• [TEXT SHOWN]:
-- -- --
In March 2015, seven Detective Branch members entered a border village in Tripura, India while chasing a criminal in Comilla near the Bangladesh-India border. They were surrounded by the villagers, while three detective members escaped four were detained by Indian Border Security Force. They were handed over to Border Guards Bangladesh and BSF asked that the DB men be charged under Bangladeshi laws.

On 1 July 2016, Rabiul Karim, assistant commissioner of the Detective Branch Dhaka died in the July 2016 Dhaka attack trying to storm the restaurant taken over by terrorists. On 12 January 2017, 11 fake members of the branch were arrested in Sabujbagh, Dhaka by the Detective Branch.

Superintendent of Police Harun-ur-Rashid ordered the withdrawal of three officers of the Detective Branch after they had assaulted a nurse on duty at Shaheed Tajuddin Ahmed Medical College Hospital. An inspector of the Detective Branch, Bahauddin Faruqui, was injured after being attacked with machetes while leading a raid in Dhaka. Mahbub Sarkar, sub-inspector of Detective Branch, was shot in April 2016 during a police raid in Tatibazar, Dhaka. The Detective Branch arrested six in Khulna with tiger skins.

The Detective Branch detained four Nigerians on fraud and human trafficking charges. Seven members of the Detective Branch were detained in October 2017 with ransom money after they had kidnapped a businessman in Tekhnaf at a Bangladesh Army check post. In September 2022, those officers were sentenced to seven years of imprisonment.

Inspector Md Jalal Uddin of the Detective Branch was killed in a shootout with criminals in Mirpur while on a joint raid with Mirpur Police Station in March 2018. Sub-inspector Bashir Uddin of the Detective Branch alleged that his former commanding officer Inspector Monirul Islam, and Sub-inspector Kamal Hossain had stolen drugs from a raid and made 800 thousand taka selling them. He and Cox's Bazar's Officer-in-Charge alleged they were threatened by the duo.

A sub-inspector of the Detective Branch, Syed Md Rashedul Alam, was detained for a robbery in Dhaka in December 2019. Detective Branch officials detained and tortured Mohammad Abdul Kaium, a journalist in Mymensingh.
-- -- --
[Recorded data]

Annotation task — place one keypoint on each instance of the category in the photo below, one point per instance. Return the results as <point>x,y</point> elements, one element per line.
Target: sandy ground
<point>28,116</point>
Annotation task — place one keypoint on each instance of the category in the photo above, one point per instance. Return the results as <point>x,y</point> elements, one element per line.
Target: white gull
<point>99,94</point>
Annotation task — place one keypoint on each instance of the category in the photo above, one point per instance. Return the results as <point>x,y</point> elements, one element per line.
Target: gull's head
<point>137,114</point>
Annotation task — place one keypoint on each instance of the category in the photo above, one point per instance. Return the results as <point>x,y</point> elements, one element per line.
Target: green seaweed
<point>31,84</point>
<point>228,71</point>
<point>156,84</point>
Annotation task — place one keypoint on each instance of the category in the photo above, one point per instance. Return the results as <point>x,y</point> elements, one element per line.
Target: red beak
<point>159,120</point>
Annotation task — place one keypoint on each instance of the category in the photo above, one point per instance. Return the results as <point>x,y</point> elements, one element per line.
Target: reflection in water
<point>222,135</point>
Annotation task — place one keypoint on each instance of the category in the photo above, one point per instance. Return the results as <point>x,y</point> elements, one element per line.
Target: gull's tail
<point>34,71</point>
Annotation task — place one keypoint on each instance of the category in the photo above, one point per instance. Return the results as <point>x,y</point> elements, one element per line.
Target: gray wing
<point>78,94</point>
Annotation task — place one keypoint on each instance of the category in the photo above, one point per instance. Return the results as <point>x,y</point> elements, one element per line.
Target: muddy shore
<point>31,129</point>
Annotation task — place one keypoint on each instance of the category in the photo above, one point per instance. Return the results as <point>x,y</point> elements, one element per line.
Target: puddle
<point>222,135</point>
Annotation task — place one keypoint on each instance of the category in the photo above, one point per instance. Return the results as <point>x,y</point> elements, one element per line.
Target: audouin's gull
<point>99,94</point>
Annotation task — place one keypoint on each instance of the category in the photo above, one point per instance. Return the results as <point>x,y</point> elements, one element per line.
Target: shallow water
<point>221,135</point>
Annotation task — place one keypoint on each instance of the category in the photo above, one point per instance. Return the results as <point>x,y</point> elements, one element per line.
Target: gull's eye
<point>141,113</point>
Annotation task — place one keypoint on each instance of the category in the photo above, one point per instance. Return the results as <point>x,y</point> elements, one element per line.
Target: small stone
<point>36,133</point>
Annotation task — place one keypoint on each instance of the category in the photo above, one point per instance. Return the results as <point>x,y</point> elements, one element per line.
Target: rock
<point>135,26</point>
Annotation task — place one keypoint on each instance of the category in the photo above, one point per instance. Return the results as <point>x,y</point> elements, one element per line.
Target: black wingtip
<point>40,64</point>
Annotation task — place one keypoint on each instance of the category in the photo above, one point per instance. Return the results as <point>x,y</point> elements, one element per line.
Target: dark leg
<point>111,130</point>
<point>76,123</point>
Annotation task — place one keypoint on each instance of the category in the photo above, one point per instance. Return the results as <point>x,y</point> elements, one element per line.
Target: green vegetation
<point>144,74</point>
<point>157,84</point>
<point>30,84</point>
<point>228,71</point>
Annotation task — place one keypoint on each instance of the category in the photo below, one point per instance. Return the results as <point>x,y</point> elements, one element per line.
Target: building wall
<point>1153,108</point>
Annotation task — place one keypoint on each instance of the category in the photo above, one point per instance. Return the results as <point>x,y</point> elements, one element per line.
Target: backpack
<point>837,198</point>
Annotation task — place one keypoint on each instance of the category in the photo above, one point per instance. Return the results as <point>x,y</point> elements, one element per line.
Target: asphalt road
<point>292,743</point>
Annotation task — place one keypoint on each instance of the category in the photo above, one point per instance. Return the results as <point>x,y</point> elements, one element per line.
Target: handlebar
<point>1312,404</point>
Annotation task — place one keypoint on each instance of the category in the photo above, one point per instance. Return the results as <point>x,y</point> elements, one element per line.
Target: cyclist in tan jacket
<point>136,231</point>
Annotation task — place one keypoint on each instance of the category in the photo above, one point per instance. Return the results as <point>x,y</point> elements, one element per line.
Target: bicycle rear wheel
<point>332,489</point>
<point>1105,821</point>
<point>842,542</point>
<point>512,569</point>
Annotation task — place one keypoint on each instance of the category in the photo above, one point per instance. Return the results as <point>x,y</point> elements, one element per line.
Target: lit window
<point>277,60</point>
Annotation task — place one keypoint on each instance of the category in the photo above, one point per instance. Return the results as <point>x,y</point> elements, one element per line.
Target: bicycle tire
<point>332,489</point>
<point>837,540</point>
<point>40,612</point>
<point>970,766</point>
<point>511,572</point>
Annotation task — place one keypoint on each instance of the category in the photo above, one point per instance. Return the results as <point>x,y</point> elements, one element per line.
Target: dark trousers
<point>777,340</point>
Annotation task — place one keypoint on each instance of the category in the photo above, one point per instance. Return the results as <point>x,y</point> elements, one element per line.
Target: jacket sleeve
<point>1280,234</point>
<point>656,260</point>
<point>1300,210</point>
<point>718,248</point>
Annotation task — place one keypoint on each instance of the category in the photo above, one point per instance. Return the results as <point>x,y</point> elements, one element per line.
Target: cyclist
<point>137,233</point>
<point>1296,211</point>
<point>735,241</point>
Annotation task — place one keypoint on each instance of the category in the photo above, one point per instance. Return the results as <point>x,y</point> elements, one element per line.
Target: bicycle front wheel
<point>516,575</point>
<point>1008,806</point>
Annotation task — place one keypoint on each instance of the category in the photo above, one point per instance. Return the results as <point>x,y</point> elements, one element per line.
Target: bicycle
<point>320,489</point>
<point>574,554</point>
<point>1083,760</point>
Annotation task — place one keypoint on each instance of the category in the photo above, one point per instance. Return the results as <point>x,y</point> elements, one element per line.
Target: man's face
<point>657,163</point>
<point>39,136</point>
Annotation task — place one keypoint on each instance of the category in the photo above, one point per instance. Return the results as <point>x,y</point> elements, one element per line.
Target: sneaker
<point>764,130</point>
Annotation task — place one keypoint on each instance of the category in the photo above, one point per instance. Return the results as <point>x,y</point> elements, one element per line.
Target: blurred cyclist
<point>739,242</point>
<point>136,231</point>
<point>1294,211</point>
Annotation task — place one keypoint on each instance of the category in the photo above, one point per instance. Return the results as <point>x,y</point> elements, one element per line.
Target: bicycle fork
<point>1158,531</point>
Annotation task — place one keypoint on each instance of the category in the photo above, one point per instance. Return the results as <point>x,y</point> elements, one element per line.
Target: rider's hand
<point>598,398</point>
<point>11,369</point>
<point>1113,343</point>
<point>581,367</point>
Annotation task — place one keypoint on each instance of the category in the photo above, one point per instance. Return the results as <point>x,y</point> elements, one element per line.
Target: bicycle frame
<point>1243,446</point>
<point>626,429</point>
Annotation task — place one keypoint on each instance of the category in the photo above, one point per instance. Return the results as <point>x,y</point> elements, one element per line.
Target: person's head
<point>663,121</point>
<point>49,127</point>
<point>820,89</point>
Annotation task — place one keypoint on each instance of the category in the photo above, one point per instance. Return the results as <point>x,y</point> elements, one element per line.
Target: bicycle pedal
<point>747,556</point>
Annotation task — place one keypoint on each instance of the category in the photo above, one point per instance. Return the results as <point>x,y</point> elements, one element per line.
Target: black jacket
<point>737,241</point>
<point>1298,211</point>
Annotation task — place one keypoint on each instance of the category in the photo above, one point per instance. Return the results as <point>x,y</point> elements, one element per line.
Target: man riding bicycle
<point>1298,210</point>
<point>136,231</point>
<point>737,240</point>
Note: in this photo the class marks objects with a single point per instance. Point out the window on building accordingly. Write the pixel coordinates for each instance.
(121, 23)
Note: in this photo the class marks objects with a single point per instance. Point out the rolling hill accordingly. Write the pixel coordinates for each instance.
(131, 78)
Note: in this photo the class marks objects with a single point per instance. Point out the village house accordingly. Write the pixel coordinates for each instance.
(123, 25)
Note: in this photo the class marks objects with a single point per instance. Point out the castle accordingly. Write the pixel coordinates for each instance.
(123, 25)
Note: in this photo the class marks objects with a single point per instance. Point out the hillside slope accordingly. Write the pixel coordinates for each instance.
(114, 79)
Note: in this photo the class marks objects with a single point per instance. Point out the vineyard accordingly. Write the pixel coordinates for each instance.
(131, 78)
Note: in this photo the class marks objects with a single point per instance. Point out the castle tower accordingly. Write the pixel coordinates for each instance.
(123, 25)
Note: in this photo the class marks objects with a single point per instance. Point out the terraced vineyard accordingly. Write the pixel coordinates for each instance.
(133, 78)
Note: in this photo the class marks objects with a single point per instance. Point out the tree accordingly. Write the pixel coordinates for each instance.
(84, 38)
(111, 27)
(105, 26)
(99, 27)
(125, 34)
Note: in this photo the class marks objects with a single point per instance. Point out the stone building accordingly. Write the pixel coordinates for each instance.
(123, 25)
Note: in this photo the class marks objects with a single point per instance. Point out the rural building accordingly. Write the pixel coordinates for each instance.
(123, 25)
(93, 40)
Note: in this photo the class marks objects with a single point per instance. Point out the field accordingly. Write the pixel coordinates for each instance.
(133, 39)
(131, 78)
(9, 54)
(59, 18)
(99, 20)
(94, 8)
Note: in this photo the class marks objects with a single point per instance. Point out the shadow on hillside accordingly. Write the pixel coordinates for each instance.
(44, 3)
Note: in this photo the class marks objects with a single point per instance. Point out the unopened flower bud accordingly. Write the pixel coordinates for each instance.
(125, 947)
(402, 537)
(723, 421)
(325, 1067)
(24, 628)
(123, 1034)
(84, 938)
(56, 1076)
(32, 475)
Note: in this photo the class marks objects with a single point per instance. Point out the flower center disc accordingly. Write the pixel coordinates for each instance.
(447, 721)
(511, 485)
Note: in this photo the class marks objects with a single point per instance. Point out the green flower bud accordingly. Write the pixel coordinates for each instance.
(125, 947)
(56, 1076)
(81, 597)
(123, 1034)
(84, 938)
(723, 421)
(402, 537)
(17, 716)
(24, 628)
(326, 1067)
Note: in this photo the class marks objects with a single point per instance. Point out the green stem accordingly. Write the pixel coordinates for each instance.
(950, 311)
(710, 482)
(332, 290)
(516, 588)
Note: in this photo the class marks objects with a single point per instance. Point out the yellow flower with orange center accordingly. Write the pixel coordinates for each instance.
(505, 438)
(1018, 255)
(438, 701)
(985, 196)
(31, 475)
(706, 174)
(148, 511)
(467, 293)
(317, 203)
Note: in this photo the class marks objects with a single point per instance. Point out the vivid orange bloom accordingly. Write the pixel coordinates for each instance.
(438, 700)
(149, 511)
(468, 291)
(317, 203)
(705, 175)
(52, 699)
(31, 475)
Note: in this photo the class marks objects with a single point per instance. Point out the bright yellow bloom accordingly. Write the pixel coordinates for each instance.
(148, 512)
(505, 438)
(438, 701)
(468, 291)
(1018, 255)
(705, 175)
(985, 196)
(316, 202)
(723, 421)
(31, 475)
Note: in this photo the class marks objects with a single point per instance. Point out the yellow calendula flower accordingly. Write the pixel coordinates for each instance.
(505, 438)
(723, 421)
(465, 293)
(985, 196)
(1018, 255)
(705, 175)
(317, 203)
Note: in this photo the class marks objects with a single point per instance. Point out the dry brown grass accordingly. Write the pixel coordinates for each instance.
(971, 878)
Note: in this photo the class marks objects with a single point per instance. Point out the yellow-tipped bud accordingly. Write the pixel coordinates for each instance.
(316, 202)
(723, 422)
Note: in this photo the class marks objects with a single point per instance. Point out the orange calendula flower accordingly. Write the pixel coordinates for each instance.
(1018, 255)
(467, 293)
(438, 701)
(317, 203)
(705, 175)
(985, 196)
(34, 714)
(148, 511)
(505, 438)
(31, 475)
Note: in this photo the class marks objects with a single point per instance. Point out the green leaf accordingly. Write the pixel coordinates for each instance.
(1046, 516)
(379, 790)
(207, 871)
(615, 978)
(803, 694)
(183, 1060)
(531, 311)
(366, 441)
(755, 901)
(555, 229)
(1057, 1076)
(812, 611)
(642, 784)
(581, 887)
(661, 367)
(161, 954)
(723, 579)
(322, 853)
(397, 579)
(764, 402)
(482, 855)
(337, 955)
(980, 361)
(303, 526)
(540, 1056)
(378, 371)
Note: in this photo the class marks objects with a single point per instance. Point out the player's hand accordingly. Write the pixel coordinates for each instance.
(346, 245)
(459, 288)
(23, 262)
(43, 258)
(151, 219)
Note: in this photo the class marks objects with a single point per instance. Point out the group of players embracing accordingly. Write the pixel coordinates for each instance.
-- -- --
• [QUESTIONS]:
- 1) Do these statements agree with the Detective Branch text? For each, answer yes or no and quote the words from the text that decide it.
(a) In the March 2015 incident, all seven Detective Branch members were detained by the Indian Border Security Force.
(b) Rabiul Karim died in the July 2016 Dhaka attack.
(c) The officers detained in October 2017 were sentenced to ten years of imprisonment.
- 2) From the Detective Branch text, extract everything from "The Detective Branch detained" down to "by the duo.".

• [TASK RESPONSES]:
- 1)
(a) No: "while three detective members escaped four were detained by Indian Border Security Force"
(b) Yes: "Rabiul Karim, assistant commissioner of the Detective Branch Dhaka died in the July 2016 Dhaka attack"
(c) No: "In September 2022, those officers were sentenced to seven years of imprisonment."

- 2)
The Detective Branch detained four Nigerians on fraud and human trafficking charges. Seven members of the Detective Branch were detained in October 2017 with ransom money after they had kidnapped a businessman in Tekhnaf at a Bangladesh Army check post. In September 2022, those officers were sentenced to seven years of imprisonment.

Inspector Md Jalal Uddin of the Detective Branch was killed in a shootout with criminals in Mirpur while on a joint raid with Mirpur Police Station in March 2018. Sub-inspector Bashir Uddin of the Detective Branch alleged that his former commanding officer Inspector Monirul Islam, and Sub-inspector Kamal Hossain had stolen drugs from a raid and made 800 thousand taka selling them. He and Cox's Bazar's Officer-in-Charge alleged they were threatened by the duo.